Exercise goal:
Would you copy out each line of the records below that includes the word "instance"?

Records for the task:
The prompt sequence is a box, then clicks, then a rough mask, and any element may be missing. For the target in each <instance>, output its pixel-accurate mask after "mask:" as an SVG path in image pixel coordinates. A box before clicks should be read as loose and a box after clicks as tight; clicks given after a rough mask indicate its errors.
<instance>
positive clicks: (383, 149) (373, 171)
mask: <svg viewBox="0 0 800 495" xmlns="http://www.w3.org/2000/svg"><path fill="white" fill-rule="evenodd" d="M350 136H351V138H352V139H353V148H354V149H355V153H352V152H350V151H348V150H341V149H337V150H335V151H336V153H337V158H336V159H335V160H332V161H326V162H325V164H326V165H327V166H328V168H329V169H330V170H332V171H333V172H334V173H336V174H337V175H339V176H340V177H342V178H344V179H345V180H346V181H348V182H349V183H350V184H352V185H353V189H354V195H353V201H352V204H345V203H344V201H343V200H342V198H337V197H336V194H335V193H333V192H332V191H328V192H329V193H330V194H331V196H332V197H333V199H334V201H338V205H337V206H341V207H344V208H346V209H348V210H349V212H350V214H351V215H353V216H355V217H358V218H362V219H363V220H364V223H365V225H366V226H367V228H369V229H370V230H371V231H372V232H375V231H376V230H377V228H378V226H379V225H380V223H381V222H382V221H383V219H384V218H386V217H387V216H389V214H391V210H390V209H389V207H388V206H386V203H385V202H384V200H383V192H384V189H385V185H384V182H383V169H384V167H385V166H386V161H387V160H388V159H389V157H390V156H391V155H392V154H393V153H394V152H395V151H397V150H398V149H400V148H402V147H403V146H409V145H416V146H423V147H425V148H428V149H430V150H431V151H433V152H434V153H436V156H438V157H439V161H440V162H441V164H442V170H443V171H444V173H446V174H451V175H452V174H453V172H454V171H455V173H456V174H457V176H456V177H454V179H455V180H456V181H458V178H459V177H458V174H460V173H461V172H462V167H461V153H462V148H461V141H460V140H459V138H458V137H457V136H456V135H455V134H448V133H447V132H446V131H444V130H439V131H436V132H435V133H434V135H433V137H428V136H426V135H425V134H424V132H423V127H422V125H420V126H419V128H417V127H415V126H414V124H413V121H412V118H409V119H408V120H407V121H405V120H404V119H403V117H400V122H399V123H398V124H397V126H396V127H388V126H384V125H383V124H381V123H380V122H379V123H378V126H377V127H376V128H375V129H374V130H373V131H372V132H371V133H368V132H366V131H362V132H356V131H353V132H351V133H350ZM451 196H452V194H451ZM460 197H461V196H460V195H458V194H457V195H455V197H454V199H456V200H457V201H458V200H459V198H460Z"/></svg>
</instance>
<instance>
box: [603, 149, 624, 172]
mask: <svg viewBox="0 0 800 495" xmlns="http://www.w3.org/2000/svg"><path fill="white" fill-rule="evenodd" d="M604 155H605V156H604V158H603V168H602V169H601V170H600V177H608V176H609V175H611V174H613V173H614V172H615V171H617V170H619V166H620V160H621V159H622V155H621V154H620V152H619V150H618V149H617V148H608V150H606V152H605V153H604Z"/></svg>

Response:
The prompt sequence is a box, then clicks, then a rough mask, and any element may be missing. For the target in each <instance>, output its pixel-accurate mask after "mask:" as an SVG path in image pixel coordinates. A box before clicks should be read as loose and a box after clicks as tight; clicks given after a rough mask indicate its errors.
<instance>
</instance>
<instance>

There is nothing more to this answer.